=== Given data ===

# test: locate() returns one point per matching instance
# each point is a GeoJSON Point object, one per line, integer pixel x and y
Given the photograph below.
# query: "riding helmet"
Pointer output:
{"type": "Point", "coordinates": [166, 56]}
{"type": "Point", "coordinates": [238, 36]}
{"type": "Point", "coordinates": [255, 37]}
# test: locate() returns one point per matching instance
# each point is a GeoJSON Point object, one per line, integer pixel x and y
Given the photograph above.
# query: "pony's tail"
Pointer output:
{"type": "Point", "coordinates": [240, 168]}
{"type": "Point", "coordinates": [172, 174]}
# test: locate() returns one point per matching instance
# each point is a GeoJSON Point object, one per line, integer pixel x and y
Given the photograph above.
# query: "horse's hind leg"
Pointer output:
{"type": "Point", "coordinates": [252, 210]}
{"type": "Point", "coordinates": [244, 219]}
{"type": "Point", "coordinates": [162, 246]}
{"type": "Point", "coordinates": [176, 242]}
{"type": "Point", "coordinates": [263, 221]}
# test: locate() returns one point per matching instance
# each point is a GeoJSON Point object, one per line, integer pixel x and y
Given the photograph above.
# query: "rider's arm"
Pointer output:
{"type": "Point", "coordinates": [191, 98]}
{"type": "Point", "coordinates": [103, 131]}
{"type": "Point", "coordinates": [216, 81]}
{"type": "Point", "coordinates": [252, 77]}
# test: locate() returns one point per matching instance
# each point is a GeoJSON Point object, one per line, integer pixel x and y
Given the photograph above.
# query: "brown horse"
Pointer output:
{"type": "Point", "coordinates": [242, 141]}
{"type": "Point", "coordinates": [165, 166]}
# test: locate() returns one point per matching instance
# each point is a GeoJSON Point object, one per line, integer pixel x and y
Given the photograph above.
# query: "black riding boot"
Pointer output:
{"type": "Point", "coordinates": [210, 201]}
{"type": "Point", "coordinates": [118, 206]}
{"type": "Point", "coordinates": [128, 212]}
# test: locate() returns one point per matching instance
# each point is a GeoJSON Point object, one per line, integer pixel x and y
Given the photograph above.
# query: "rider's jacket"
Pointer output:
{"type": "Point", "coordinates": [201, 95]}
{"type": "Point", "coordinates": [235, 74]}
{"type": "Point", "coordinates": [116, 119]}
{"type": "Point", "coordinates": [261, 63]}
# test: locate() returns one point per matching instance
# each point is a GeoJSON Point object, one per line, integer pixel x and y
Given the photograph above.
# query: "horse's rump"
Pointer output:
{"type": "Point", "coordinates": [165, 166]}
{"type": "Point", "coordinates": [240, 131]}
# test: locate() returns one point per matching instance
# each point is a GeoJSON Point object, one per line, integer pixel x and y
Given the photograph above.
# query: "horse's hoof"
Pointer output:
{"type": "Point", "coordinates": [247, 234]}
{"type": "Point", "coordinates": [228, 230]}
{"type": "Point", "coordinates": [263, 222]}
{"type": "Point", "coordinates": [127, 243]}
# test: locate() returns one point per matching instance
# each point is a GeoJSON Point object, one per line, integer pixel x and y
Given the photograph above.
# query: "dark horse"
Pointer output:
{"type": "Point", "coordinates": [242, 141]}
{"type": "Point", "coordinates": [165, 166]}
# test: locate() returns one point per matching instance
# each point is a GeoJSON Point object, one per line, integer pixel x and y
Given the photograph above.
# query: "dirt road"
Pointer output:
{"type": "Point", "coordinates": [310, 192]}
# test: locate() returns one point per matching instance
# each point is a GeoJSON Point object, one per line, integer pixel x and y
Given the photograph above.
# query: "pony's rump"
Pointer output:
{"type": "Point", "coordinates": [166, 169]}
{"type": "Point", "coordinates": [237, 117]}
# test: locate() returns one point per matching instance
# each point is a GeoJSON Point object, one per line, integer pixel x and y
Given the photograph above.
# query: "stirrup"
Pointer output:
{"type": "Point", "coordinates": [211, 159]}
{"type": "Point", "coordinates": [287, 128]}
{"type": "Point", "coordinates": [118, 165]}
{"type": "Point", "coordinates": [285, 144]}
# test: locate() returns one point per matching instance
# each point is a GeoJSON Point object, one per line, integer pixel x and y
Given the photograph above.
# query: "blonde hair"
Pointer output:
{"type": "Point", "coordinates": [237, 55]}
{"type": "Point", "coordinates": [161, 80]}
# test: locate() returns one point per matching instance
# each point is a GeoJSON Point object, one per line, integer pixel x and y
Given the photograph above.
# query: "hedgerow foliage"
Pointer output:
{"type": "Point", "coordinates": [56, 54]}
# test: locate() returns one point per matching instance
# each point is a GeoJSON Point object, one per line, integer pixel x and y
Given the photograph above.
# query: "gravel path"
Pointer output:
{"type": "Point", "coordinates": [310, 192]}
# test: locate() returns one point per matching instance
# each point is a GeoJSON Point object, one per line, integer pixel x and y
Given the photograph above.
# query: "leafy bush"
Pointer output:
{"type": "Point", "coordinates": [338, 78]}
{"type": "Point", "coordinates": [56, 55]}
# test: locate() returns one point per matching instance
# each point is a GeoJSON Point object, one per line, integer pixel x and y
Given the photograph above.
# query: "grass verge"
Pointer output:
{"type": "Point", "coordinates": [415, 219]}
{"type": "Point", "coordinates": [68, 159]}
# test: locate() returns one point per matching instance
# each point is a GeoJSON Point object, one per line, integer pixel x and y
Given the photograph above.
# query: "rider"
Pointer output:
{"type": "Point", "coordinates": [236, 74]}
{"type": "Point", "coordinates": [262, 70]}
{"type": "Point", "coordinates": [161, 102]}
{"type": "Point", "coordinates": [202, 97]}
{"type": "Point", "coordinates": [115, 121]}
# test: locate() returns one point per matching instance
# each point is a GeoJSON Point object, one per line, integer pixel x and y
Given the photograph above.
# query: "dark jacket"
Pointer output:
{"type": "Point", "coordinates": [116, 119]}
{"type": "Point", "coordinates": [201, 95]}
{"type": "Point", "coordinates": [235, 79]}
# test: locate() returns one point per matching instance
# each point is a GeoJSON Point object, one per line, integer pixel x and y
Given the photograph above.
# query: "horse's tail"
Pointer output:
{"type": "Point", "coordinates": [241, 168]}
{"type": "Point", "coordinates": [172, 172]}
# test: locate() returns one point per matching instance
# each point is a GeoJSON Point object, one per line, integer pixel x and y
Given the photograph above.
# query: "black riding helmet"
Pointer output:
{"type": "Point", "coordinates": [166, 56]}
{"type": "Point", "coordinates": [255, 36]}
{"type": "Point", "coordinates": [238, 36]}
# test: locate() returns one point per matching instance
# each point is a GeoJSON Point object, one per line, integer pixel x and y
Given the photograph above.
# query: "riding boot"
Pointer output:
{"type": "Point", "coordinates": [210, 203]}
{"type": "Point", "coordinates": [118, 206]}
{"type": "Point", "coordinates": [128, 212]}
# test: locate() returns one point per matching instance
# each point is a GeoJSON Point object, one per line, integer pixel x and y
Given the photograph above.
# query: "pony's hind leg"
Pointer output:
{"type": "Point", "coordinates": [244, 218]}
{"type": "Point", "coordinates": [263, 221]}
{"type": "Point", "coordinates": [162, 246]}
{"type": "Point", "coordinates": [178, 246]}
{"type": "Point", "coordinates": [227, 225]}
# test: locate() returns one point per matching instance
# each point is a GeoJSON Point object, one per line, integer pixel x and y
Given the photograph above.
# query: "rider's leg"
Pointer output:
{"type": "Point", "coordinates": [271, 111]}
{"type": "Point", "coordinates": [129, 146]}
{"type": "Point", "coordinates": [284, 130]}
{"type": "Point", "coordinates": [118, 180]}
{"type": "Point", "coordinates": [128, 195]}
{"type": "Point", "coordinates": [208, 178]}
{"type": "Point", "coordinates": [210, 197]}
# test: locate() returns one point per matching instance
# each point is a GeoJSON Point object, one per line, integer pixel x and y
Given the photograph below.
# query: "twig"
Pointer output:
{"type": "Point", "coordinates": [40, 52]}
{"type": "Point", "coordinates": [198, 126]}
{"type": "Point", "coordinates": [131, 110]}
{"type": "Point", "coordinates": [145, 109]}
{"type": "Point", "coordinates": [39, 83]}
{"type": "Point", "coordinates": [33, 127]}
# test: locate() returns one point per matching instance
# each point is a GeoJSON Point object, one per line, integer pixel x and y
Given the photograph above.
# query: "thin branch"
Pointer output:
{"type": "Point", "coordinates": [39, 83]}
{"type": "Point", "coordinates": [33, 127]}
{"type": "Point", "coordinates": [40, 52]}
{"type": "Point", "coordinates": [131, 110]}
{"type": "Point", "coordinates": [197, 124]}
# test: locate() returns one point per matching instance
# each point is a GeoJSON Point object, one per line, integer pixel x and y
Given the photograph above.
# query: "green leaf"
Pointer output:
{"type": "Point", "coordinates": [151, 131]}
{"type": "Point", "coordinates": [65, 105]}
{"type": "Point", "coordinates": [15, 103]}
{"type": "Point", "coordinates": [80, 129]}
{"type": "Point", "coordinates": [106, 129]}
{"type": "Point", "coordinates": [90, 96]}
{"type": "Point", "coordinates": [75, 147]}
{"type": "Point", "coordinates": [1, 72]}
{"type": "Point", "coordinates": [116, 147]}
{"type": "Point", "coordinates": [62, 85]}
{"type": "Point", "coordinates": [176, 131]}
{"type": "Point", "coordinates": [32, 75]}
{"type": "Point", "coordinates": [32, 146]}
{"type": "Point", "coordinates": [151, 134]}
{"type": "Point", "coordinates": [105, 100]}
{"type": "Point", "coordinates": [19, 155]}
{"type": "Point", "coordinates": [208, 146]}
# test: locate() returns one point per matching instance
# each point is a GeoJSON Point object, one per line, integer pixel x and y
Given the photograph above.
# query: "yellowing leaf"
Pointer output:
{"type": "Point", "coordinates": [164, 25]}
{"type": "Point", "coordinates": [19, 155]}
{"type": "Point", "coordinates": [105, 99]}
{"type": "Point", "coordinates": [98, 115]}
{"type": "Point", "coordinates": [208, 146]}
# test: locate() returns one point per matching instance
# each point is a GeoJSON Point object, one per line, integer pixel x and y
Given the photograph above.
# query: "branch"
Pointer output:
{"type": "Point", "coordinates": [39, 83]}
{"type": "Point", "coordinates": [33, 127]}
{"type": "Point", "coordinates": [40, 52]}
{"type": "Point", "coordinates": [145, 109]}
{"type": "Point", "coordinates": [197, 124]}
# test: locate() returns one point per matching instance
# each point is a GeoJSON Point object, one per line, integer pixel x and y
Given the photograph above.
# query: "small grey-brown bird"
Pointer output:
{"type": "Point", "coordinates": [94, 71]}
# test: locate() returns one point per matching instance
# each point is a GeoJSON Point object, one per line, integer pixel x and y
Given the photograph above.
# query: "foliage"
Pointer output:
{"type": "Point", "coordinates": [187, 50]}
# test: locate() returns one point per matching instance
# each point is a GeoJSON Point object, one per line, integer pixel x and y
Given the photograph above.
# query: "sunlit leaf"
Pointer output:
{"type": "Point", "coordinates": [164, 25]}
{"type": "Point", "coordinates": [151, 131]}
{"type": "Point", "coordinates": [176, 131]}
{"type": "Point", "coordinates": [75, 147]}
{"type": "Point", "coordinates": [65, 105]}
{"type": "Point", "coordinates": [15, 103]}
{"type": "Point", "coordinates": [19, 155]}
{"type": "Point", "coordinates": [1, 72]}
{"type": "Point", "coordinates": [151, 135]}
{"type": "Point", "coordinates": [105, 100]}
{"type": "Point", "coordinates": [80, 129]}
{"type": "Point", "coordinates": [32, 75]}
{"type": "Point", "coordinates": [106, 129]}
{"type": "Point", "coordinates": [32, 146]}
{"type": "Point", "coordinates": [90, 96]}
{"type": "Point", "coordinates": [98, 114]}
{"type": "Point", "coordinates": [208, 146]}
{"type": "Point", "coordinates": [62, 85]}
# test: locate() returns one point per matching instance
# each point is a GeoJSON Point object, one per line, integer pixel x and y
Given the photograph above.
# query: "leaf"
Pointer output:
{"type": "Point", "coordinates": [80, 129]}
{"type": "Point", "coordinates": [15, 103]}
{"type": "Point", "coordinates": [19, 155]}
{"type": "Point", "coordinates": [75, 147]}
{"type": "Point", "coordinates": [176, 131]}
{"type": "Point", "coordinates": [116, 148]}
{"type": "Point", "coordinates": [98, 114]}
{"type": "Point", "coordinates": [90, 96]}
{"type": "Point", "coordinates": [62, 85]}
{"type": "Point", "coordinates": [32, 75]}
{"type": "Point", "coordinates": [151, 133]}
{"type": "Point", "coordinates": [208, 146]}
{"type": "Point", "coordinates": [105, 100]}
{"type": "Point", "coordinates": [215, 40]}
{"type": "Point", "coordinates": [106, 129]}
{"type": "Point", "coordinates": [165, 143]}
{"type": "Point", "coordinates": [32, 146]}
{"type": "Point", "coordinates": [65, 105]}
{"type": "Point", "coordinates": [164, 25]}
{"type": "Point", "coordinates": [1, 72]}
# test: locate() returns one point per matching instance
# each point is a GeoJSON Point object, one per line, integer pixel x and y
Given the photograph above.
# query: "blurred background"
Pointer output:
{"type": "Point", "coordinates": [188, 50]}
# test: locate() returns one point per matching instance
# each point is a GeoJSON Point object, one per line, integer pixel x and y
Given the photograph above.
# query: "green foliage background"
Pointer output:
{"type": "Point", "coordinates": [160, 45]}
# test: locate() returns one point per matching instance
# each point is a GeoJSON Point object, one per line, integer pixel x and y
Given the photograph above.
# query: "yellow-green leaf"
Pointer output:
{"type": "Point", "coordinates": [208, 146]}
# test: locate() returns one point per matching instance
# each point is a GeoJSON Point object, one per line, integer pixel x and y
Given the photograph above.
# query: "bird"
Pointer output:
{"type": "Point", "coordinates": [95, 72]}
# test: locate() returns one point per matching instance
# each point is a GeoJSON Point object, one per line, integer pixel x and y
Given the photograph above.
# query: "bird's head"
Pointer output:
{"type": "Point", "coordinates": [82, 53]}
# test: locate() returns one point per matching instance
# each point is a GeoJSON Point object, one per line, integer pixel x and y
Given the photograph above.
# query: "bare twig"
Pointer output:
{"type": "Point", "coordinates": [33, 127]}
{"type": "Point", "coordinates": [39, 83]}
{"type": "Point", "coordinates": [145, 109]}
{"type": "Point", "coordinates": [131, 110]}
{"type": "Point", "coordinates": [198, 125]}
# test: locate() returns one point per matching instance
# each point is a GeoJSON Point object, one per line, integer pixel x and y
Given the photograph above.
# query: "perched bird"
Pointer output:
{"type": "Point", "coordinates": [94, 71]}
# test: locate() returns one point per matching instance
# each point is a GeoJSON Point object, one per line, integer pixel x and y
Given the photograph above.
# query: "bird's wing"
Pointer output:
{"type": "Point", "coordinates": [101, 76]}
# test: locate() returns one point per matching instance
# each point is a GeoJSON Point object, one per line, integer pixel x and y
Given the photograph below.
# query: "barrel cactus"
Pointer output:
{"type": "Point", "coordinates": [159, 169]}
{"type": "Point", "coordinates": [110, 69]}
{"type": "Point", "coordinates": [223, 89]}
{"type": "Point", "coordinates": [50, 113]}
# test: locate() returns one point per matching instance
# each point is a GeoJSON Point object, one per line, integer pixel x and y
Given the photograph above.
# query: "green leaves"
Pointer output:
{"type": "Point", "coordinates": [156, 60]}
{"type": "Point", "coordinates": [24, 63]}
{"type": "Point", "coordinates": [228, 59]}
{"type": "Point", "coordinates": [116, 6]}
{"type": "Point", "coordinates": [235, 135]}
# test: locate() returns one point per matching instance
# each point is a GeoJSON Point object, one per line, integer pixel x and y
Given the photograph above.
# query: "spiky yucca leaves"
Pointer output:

===

== What this task involves ==
Identify the lines in the entries that hold "riding" and return each one.

== Expected output ==
# query: "riding helmet"
# query: "black riding boot"
# query: "black riding helmet"
# query: "riding boot"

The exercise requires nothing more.